>>

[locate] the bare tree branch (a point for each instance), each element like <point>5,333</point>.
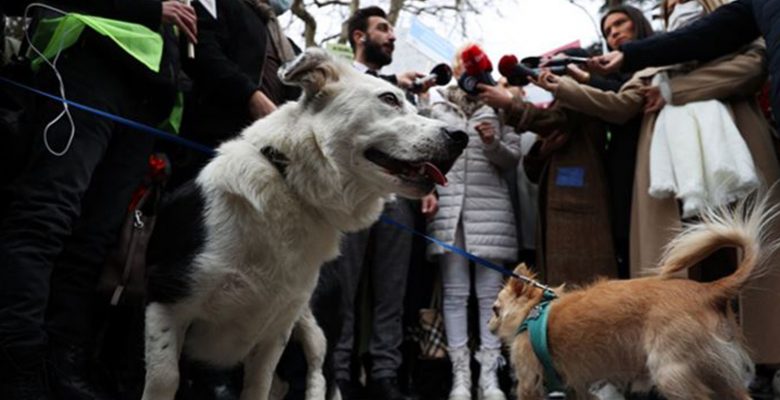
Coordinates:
<point>310,30</point>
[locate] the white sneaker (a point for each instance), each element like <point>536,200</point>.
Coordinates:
<point>461,373</point>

<<

## PROBLEM DESCRIPTION
Copy all of the entries above verbatim, omitting the images.

## FINAL RESULT
[locate] the bare tree branch (a point for each instance), each element like <point>5,333</point>.
Coordinates:
<point>310,30</point>
[locate] the white sneaker (a point for each instance), each element like <point>536,200</point>.
Coordinates:
<point>461,373</point>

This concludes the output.